● SCHRIFTLICHE ANWEISUNG 1: Wer führt im folgenden Urteilsauszug in der Besetzung den Vorsitz als Präsident?

● ANGEZEIGTER TEXT:
########

Urteil vom 5. Juli 2019

Strafrechtliche Abteilung

Besetzung

Bundesrichter Denys, Präsident,

Bundesrichterin Jacquemoud-Rossari,

Bundesrichter Oberholzer,

Bundesrichter Rüedi,

Bundesrichterin Jametti,

Gerichtsschreiberin Unseld.

Verfahrensbeteiligte

A.________,

Beschwerdeführer,

gegen

Oberstaatsanwaltschaft des Kantons Zürich, Florhofgasse 2, 8090 Zürich,

Beschwerdegegnerin.

Gegenstand

Verfahrenseinstellung; Entschädigungsfolgen; Nichteintreten auf verspätete
Beschwerde, Rechtsmittelbelehrung,

Beschwerde gegen die Verfügung des Obergerichts des Kantons Zürich, III.
Strafkammer, vom 21. Januar 2019 (UH190004-O/U/PFE).

Sachverhalt:

A.

########

● ZU VERWENDENDE EINTRÄGE:
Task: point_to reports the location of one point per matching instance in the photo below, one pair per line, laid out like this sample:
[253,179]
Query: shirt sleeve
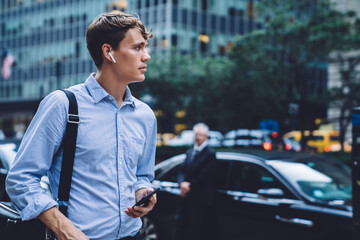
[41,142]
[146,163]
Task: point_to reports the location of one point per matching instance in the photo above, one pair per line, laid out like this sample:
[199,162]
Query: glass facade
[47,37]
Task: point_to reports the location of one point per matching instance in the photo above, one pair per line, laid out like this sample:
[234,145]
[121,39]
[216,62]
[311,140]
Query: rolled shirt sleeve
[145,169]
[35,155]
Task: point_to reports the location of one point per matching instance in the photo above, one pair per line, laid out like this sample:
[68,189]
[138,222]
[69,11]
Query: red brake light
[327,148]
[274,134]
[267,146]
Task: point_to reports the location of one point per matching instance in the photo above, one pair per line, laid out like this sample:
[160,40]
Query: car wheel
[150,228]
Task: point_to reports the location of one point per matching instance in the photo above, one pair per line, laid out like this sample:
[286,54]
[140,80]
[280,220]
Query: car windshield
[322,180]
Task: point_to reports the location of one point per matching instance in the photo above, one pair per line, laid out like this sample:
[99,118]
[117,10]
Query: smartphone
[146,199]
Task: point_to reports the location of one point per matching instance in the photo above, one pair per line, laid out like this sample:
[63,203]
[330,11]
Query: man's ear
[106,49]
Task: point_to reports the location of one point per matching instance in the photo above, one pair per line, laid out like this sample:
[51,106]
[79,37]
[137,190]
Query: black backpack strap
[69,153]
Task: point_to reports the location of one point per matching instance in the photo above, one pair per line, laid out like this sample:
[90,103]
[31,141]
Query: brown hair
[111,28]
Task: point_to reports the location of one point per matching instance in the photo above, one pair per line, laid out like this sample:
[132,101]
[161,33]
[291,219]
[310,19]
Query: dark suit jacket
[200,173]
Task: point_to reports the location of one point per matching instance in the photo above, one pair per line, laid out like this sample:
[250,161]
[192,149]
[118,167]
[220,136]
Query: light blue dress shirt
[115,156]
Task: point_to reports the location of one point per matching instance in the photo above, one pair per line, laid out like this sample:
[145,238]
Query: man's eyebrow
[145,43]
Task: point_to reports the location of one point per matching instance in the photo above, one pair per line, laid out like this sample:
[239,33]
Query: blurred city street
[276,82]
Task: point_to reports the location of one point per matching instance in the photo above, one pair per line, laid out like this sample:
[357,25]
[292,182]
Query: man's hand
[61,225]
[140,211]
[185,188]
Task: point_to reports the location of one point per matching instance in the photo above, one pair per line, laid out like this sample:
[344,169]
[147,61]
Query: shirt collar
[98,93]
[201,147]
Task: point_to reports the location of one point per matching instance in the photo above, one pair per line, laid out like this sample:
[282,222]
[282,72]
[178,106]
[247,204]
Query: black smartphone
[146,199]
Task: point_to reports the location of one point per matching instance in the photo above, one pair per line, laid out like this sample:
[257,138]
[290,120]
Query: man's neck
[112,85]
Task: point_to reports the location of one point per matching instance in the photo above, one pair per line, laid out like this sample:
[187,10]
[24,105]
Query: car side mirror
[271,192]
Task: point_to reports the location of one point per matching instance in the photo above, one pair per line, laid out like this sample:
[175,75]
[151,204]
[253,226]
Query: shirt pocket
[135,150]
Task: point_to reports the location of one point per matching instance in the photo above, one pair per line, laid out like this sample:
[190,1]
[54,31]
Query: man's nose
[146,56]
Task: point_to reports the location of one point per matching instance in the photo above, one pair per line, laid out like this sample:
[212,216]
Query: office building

########

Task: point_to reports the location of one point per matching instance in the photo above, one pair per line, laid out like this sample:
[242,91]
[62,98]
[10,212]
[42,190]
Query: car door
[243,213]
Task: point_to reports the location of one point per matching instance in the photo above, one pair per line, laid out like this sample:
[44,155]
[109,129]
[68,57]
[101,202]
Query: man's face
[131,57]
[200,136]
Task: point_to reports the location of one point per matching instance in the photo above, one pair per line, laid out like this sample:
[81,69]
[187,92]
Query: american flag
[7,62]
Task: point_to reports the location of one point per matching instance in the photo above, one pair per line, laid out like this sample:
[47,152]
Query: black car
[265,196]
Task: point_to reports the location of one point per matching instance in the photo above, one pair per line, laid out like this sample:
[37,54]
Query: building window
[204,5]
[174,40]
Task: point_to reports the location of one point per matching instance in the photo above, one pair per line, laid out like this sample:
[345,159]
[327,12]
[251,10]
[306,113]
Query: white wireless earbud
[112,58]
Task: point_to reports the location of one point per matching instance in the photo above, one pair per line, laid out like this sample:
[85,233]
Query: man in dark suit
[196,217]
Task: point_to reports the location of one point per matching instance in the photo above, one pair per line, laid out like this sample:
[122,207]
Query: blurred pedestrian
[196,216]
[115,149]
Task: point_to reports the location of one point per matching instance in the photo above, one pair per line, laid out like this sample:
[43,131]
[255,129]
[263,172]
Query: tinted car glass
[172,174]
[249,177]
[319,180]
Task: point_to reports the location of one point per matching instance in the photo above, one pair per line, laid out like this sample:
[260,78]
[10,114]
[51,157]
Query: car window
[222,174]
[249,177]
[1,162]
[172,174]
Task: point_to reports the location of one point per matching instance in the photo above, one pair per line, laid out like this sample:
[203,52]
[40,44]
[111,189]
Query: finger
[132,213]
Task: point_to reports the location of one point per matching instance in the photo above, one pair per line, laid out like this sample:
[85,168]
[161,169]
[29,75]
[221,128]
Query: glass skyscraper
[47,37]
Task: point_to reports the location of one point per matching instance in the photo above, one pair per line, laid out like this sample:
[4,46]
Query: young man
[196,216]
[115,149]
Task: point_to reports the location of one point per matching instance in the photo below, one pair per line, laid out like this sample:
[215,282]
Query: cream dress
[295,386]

########

● SCHRIFTLICHE ANWEISUNG 2: Sammle jede Zeile der Einträge, die die Zeichenfolge "glass" enthält. Groß- und Kleinschreibung ist zu beachten.

● SCHRIFTLICHE ANTWORT 1: Bundesrichter Denys.

● SCHRIFTLICHE ANTWORT 2:
Query: glass facade
Query: tinted car glass
Query: glass skyscraper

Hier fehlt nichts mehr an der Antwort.